Job -> Edit the rows from the first line down to and including the line containing "M 601 225 L" by replacing "steep cliff face" with "sheer rock wall", and give those lines back with nothing else changed.

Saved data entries
'''

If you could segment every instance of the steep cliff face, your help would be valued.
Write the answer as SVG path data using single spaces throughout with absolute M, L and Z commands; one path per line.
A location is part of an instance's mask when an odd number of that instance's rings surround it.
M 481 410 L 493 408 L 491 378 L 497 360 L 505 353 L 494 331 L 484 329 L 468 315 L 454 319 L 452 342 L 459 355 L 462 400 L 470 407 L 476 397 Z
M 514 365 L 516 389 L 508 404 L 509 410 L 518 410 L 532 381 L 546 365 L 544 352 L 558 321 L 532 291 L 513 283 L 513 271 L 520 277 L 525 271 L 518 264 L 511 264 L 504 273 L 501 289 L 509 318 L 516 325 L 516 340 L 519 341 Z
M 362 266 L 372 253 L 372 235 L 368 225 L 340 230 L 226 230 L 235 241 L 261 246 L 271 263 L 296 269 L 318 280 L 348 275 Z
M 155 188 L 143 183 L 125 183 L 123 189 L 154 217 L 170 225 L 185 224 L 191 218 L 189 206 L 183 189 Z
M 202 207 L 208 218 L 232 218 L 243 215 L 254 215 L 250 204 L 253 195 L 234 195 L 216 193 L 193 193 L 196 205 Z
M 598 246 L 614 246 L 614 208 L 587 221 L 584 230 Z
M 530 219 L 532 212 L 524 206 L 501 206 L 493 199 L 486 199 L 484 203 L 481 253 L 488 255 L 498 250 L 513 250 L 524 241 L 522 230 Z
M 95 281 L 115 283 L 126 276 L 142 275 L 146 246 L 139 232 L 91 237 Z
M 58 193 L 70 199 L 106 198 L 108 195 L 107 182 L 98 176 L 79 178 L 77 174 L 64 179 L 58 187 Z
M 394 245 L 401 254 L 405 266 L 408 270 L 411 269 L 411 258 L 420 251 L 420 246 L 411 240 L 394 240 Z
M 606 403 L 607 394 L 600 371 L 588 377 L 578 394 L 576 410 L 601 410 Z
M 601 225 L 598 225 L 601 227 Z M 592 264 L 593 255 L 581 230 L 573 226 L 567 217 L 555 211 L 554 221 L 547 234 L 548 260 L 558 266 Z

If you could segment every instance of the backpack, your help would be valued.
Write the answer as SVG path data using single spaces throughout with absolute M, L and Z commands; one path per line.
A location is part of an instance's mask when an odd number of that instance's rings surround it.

'''

Task answer ->
If you could segment every instance of the sheer rock wall, your help would be valued.
Write the answer as SVG path data using single spaces throughout with absolute M, L and Z commands; one path per line.
A location is part of an instance's mask when an odd number of that instance's rings surround it.
M 481 410 L 493 408 L 491 378 L 497 360 L 505 353 L 494 331 L 484 329 L 468 315 L 454 319 L 452 342 L 459 355 L 462 400 L 470 407 L 476 397 Z
M 514 365 L 516 389 L 508 404 L 509 410 L 518 410 L 532 381 L 546 365 L 544 352 L 558 321 L 532 291 L 513 283 L 513 271 L 520 277 L 525 271 L 518 264 L 511 264 L 504 273 L 501 289 L 509 318 L 516 325 L 516 340 L 519 341 Z
M 362 266 L 372 253 L 372 235 L 368 225 L 340 230 L 226 230 L 235 241 L 261 246 L 271 263 L 296 269 L 318 280 L 348 275 Z
M 155 188 L 143 183 L 125 183 L 123 189 L 154 217 L 170 225 L 185 224 L 191 218 L 189 206 L 183 189 Z
M 202 207 L 208 218 L 232 218 L 243 215 L 254 215 L 250 204 L 253 195 L 234 195 L 216 193 L 193 193 L 196 205 Z
M 598 246 L 614 246 L 614 208 L 587 221 L 584 230 Z
M 530 219 L 532 212 L 524 206 L 501 206 L 493 199 L 486 199 L 484 203 L 481 253 L 488 255 L 498 250 L 513 250 L 524 241 L 522 230 Z
M 95 281 L 115 283 L 126 276 L 142 275 L 146 246 L 139 232 L 91 237 Z
M 58 193 L 70 199 L 106 198 L 108 195 L 107 182 L 98 176 L 79 178 L 77 174 L 64 179 L 58 187 Z
M 394 245 L 401 254 L 405 266 L 408 270 L 411 269 L 411 258 L 420 251 L 420 246 L 411 240 L 394 240 Z
M 606 403 L 607 394 L 600 371 L 588 377 L 578 394 L 576 410 L 601 410 Z
M 601 225 L 598 225 L 601 227 Z M 592 264 L 593 255 L 581 230 L 573 226 L 567 217 L 555 211 L 554 221 L 547 234 L 548 260 L 558 266 Z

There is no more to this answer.